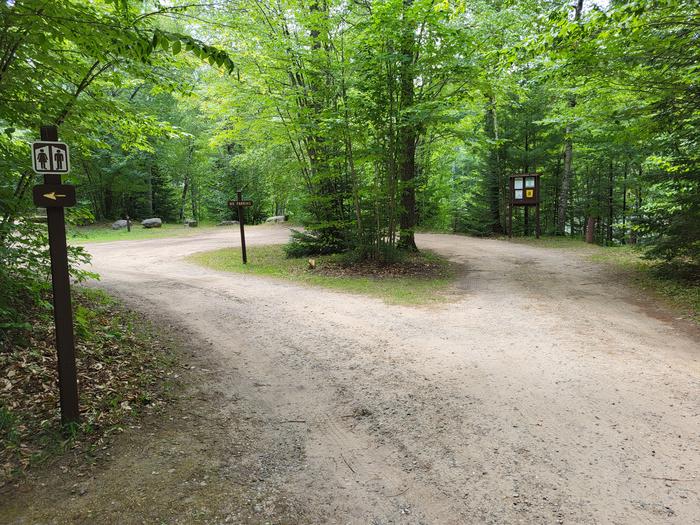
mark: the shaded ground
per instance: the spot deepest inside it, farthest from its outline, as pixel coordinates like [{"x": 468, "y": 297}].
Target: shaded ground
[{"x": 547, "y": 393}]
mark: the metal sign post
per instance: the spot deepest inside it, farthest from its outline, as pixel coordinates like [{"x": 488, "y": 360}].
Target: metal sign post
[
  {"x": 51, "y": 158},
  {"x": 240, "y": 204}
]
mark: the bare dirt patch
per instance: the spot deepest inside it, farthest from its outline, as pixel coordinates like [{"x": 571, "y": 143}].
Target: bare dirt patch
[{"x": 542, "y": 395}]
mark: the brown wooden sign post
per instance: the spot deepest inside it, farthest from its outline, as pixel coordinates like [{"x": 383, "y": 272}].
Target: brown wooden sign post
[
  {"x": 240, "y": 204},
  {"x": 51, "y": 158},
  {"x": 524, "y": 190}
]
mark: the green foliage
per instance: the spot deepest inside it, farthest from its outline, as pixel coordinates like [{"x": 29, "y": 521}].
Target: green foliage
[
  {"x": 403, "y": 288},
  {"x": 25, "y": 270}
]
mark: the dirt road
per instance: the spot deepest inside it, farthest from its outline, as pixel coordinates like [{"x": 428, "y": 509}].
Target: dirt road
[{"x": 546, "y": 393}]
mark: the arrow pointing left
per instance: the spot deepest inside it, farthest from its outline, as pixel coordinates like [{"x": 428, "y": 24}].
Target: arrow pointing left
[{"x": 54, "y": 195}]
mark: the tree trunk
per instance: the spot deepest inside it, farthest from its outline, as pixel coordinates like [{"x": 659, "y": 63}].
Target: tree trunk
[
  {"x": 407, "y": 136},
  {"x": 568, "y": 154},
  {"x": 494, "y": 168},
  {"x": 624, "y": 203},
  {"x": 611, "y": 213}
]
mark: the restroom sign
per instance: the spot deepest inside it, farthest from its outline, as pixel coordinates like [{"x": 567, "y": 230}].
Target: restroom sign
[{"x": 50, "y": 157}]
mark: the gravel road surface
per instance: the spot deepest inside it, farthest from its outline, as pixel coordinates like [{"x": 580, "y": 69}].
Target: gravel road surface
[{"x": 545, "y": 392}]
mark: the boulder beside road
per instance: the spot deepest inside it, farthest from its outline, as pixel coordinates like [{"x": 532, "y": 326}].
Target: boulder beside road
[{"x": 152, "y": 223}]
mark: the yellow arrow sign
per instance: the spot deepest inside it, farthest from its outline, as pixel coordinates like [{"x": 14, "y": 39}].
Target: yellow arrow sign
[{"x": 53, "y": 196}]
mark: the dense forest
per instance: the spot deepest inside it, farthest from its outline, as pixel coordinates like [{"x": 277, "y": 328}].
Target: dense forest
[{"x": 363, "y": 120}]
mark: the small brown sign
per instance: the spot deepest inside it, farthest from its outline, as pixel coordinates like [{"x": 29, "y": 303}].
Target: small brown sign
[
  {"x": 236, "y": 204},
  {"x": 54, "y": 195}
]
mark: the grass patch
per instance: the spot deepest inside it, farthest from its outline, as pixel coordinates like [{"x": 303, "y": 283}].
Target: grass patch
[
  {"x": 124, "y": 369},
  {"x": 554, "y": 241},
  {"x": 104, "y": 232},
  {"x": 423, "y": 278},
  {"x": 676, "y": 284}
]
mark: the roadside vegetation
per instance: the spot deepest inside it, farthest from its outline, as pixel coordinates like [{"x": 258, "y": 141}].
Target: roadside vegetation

> What this task involves:
Copy every one of the records above word for word, omitting the pictures.

> Task answer:
mark: the shaded ground
per instance: the spot deepest inside it, farthest from its outline, as pixel coordinates like [{"x": 468, "y": 297}].
Target: shaded ground
[{"x": 547, "y": 393}]
mark: the metal sign post
per instance: the spot deepest inside it, farthest from its outline, as pixel coordinates like [{"x": 488, "y": 360}].
Target: metal sign post
[
  {"x": 51, "y": 158},
  {"x": 240, "y": 204}
]
mark: the bare dirt patch
per instance: the spot deepest inside it, farthest from its outline, as pixel coordinates like [{"x": 571, "y": 143}].
Target: bare dirt patch
[{"x": 542, "y": 395}]
mark: the brown wooden sign post
per instance: the spot deepest inside it, farthest from its outline, as pixel coordinates like [{"x": 383, "y": 272}].
Target: brown wooden sign post
[
  {"x": 240, "y": 204},
  {"x": 51, "y": 158},
  {"x": 524, "y": 190}
]
mark: the green foliage
per instance: the spot deepest inside it, farthest from its outline, as pixel coordinates like [{"x": 29, "y": 521}].
Target: green foliage
[
  {"x": 403, "y": 288},
  {"x": 25, "y": 270}
]
mark: the dirt road
per instance: the spot deepest inside it, farthest from its outline, as pixel coordinates like [{"x": 428, "y": 509}].
Target: dirt road
[{"x": 546, "y": 393}]
mark: the arrow pointing left
per instance: the spot deepest inside it, farthest from its outline, as pixel coordinates like [{"x": 428, "y": 24}].
Target: arrow pointing left
[{"x": 54, "y": 195}]
mark: the tree trunk
per instance: the spot deepest inside it, farthest from its outline, as pixel coordinates like [{"x": 659, "y": 63}].
Target: tree trunk
[
  {"x": 407, "y": 136},
  {"x": 568, "y": 154},
  {"x": 494, "y": 168},
  {"x": 624, "y": 203},
  {"x": 611, "y": 213}
]
mark: the restroom sign
per instance: the spot deepest inside it, farthest from its outline, as pixel coordinates like [{"x": 567, "y": 230}].
Target: restroom sign
[{"x": 50, "y": 157}]
mark: the gravel road surface
per instance: the spot deepest inside it, farthest from its outline, as pixel coordinates like [{"x": 580, "y": 69}].
Target: gravel road surface
[{"x": 545, "y": 392}]
mark: the boulder beside road
per instance: the spot deepest inside it, farthest from its outline, as pixel coordinates like [{"x": 532, "y": 326}].
Target: boulder beside road
[{"x": 152, "y": 223}]
mark: the yellow arrow sign
per instance: the spot deepest inside it, farthest from its outline, as pixel coordinates like [{"x": 14, "y": 39}].
Target: yellow arrow sign
[{"x": 53, "y": 196}]
mark: the dense forest
per instance: the spot deepest inside it, farthest from its outline, as pixel coordinates like [{"x": 277, "y": 328}].
Target: dense forest
[{"x": 363, "y": 120}]
mark: the small brown sign
per instance: the spot deepest inside it, farthest from its outline, as pixel coordinates like [{"x": 29, "y": 303}].
Target: small brown sign
[
  {"x": 236, "y": 204},
  {"x": 54, "y": 195}
]
mark: the grass patch
per instance: the spot deepest inside it, farthest from its outline, as pixel coordinates like [{"x": 303, "y": 283}].
Target: grass patch
[
  {"x": 124, "y": 369},
  {"x": 554, "y": 241},
  {"x": 104, "y": 232},
  {"x": 423, "y": 278},
  {"x": 676, "y": 284}
]
mark: the roadside vegetation
per instance: the spot deepest inside it, farthest from its outline, as pixel coordinates like [{"x": 258, "y": 141}].
Target: roadside vegetation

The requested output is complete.